> Task inputs:
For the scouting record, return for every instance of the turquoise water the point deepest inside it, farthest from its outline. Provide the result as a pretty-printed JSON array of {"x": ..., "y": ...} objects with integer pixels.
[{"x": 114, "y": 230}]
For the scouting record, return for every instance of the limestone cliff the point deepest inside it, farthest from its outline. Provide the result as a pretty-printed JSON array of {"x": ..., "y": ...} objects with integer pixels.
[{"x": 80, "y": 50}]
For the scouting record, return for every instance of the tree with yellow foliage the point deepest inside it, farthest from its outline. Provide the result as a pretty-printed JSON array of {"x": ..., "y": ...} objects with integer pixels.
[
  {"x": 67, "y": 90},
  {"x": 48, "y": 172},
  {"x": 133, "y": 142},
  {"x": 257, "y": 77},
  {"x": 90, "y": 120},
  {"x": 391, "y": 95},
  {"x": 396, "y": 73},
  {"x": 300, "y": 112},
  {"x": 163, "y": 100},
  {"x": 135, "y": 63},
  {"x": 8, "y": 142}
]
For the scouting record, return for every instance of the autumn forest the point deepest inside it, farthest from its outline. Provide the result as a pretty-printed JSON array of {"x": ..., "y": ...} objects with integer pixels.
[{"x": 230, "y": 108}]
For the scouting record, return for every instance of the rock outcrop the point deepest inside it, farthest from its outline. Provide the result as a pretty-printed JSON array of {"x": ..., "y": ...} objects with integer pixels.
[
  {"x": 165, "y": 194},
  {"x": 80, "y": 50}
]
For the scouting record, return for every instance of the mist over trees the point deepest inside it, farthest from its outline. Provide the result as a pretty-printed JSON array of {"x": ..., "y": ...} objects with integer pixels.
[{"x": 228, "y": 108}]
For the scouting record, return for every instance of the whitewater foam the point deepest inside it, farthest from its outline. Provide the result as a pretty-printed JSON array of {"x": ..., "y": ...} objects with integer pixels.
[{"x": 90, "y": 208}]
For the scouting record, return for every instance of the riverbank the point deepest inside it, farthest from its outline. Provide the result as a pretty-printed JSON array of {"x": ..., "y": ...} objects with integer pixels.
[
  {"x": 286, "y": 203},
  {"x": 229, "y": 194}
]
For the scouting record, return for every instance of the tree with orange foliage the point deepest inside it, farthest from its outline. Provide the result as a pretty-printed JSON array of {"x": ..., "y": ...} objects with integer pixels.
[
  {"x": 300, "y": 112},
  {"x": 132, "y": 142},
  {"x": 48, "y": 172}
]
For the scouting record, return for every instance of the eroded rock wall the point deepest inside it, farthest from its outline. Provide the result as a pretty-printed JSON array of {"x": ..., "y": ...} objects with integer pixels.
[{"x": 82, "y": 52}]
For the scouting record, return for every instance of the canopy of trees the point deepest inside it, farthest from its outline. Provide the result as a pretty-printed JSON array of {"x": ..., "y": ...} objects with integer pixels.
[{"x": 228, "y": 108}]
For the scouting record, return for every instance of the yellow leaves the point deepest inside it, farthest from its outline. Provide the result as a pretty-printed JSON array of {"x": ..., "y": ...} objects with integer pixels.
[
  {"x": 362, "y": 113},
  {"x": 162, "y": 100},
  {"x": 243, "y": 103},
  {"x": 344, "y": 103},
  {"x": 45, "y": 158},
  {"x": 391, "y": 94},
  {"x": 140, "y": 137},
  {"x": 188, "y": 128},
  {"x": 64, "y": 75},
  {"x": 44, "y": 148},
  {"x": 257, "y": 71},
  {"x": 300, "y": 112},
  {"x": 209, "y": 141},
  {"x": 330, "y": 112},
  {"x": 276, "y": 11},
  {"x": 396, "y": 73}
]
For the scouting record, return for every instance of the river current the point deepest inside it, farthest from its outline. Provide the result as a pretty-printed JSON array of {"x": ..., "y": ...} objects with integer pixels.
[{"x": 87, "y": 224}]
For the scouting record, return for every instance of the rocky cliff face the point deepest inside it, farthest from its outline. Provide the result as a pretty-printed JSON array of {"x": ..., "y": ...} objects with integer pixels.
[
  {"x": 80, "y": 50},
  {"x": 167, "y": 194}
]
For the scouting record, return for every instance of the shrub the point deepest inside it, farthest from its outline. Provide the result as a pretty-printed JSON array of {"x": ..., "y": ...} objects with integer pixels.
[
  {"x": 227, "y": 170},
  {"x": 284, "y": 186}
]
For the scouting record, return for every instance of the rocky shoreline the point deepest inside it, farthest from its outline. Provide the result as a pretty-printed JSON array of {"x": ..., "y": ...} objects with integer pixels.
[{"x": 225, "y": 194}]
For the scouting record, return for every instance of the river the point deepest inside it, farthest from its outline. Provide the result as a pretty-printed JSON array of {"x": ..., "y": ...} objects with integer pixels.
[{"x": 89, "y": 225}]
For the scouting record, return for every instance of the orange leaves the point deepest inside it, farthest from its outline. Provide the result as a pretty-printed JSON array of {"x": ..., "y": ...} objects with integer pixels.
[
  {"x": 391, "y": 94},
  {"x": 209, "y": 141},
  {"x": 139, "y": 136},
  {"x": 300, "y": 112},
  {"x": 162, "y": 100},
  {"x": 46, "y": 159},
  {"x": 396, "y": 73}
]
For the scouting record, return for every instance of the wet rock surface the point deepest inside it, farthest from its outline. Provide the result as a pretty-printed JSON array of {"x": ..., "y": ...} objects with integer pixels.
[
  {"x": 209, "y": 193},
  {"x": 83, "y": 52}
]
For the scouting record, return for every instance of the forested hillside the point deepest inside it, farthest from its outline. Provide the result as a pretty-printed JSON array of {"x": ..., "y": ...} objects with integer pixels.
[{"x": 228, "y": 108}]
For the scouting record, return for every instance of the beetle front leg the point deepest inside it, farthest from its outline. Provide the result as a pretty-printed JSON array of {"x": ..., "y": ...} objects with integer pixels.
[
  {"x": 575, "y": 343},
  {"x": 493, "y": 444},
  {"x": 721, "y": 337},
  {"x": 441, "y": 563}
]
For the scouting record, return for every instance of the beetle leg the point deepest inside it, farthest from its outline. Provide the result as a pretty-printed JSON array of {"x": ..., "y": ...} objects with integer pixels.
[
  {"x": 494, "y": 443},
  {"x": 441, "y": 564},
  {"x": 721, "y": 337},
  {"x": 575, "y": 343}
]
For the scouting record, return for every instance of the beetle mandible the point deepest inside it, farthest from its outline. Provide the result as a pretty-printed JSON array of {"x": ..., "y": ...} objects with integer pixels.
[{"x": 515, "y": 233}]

> Stated problem: Copy out the lines from the one containing "the beetle mandible" through the end of the items, inclusive, reproducing them character for character.

> Solution to the exercise:
For the scouting record, return for every instance of the beetle mandible the point deepest inside it, farthest from its outline. Provide the result as a pretty-printed JSON array of {"x": ..., "y": ...} objects with integer pixels.
[{"x": 515, "y": 233}]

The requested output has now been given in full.